Box-labeled dataset extracts:
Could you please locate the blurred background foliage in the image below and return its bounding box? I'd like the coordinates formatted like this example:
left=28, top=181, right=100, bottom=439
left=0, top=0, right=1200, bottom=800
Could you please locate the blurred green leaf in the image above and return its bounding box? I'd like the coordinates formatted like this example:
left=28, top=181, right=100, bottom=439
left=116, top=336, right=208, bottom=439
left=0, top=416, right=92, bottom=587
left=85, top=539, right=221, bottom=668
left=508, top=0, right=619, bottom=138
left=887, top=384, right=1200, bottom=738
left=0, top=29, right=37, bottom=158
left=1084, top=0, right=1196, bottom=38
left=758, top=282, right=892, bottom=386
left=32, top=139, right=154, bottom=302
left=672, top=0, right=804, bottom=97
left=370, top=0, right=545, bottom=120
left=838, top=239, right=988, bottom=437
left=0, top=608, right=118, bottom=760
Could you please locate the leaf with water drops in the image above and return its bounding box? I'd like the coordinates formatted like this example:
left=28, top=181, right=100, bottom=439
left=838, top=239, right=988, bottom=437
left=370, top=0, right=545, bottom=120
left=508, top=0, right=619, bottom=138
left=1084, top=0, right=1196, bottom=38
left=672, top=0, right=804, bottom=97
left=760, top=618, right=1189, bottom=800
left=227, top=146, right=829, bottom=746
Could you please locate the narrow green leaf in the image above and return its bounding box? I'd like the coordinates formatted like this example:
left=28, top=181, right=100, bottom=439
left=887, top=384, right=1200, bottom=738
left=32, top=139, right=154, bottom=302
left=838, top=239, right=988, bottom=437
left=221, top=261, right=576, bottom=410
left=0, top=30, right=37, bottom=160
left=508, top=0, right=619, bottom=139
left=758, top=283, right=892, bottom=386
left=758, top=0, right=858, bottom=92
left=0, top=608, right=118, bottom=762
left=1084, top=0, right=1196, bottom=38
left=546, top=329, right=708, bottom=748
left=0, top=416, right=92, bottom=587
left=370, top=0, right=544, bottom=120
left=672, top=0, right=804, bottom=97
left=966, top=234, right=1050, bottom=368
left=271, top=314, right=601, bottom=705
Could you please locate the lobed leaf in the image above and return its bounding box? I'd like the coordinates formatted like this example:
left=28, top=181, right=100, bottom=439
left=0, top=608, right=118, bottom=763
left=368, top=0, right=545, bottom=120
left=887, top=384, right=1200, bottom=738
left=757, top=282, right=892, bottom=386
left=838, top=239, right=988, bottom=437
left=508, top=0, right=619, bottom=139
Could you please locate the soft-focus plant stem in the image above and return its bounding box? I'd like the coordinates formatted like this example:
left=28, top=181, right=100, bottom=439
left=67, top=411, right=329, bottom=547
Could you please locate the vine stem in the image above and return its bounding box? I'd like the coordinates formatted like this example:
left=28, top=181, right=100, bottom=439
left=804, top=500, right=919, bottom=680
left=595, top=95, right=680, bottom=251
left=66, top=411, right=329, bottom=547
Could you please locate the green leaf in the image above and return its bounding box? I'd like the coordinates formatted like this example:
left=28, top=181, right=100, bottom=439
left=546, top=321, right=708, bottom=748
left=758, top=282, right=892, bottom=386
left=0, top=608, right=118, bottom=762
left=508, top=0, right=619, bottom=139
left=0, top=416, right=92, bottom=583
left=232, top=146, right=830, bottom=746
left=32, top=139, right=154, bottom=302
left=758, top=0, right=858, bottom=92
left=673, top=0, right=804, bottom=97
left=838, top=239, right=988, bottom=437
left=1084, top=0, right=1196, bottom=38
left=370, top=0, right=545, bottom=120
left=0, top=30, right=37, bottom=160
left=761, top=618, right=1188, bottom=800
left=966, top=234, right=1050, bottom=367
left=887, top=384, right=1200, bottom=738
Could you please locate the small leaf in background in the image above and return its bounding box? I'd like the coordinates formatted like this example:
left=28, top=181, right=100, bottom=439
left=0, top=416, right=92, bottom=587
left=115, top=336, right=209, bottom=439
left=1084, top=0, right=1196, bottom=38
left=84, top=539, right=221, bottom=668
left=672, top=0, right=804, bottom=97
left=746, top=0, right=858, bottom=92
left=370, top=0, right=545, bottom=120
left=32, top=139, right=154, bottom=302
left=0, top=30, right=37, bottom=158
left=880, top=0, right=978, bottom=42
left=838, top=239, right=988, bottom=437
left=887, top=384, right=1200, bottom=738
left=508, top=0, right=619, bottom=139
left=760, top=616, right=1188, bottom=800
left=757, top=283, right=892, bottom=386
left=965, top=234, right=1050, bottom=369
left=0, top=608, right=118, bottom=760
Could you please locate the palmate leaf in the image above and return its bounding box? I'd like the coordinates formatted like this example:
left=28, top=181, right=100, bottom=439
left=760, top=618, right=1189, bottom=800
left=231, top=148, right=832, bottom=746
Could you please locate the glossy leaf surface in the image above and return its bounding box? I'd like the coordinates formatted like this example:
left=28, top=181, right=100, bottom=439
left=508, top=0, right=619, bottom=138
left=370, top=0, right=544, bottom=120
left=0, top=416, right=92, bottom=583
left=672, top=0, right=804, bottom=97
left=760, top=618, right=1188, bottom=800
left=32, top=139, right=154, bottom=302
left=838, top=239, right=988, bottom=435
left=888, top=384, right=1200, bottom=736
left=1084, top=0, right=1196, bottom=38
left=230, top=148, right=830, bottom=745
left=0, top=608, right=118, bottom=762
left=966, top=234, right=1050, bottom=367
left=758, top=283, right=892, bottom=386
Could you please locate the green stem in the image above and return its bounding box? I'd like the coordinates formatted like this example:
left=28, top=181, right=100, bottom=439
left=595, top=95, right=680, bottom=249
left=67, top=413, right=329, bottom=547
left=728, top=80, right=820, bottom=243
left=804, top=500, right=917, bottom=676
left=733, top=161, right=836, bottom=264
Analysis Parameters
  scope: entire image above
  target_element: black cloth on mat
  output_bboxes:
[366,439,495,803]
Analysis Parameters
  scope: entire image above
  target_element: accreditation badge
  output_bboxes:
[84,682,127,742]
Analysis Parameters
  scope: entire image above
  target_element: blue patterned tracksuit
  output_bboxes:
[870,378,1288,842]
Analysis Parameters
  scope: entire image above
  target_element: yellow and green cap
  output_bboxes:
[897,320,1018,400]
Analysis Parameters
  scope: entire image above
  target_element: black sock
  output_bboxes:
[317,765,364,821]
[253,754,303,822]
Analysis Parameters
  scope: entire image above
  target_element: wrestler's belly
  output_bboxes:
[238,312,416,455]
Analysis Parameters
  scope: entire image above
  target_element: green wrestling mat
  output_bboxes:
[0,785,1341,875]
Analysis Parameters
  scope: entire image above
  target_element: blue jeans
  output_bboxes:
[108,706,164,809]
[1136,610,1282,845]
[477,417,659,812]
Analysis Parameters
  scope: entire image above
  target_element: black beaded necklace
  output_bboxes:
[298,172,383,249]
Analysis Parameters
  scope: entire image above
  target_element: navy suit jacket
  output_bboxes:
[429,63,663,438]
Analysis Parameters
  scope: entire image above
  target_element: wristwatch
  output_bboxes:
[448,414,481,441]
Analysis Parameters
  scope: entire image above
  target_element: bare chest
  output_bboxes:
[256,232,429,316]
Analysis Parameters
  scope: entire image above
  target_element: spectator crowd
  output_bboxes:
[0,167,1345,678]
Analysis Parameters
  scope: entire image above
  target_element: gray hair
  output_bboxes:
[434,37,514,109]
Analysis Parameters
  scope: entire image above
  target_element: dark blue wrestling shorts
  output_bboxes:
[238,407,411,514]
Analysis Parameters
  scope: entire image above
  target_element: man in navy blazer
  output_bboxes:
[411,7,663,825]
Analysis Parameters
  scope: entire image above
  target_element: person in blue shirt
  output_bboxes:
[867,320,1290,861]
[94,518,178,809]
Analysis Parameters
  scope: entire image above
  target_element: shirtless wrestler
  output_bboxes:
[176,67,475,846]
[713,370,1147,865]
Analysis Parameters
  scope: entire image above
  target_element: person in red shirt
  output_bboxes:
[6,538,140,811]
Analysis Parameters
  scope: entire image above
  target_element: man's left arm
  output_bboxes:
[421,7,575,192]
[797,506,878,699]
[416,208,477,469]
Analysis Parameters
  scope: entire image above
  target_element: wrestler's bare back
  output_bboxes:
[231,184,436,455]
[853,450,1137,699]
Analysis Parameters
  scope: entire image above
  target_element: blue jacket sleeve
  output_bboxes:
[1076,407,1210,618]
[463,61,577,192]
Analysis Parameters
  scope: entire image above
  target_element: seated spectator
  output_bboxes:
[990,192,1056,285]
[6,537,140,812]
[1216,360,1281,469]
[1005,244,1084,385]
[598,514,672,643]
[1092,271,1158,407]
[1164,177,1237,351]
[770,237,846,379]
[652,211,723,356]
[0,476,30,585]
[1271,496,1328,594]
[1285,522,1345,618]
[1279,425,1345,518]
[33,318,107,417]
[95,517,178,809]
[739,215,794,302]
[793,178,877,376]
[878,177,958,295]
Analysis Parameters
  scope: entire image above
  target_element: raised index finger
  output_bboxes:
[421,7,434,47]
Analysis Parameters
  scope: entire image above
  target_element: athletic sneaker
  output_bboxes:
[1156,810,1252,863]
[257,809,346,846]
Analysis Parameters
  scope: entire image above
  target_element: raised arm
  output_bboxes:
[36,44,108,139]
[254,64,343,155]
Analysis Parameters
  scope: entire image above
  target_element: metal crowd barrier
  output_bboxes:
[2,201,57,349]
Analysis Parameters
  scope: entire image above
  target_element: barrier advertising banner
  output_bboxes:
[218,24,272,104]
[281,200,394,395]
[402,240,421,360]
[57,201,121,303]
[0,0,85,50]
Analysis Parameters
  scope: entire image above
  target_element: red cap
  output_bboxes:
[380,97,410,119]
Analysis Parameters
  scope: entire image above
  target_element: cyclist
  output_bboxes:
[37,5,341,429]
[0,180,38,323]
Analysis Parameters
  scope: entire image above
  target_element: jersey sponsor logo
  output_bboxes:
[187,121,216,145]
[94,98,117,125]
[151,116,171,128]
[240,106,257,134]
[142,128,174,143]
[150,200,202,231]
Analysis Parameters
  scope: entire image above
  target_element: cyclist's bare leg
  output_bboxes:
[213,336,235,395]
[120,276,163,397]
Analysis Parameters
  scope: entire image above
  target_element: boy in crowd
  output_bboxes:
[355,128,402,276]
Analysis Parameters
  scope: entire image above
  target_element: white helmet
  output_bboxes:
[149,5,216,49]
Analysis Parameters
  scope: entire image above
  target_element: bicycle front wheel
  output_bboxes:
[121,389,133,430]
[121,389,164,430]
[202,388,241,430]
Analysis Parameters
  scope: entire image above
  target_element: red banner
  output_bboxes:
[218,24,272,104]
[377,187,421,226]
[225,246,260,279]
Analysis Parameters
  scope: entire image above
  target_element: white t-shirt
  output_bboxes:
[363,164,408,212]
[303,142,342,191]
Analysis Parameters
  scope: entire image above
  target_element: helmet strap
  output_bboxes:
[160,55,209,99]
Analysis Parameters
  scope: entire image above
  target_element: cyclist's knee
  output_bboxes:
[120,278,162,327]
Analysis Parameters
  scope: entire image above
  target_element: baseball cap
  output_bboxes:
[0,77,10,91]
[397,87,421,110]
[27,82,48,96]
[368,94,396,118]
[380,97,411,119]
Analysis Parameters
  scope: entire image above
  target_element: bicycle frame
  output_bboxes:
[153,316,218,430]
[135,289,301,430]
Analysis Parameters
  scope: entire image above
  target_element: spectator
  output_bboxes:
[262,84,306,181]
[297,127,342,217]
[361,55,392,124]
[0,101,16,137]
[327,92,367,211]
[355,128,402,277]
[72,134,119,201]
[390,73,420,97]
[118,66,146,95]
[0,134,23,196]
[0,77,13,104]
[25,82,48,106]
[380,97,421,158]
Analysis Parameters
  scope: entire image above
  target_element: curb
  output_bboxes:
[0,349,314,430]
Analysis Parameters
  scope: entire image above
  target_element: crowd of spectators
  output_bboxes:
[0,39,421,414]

### The task
Begin at the line that has "Could you please locate the leaf" and stop after the line that has "left=227, top=146, right=829, bottom=746". Write those lines out again, putting "raindrops" in place of "water drops" and leaving everything else unchanged.

### Completed exercise
Could you please locate the leaf with raindrops in the image above and return its bounding box? I'd like the coordinates formatted like this example:
left=28, top=181, right=100, bottom=439
left=838, top=239, right=988, bottom=437
left=370, top=0, right=545, bottom=120
left=508, top=0, right=619, bottom=138
left=1084, top=0, right=1196, bottom=38
left=672, top=0, right=804, bottom=97
left=760, top=618, right=1189, bottom=800
left=227, top=146, right=829, bottom=746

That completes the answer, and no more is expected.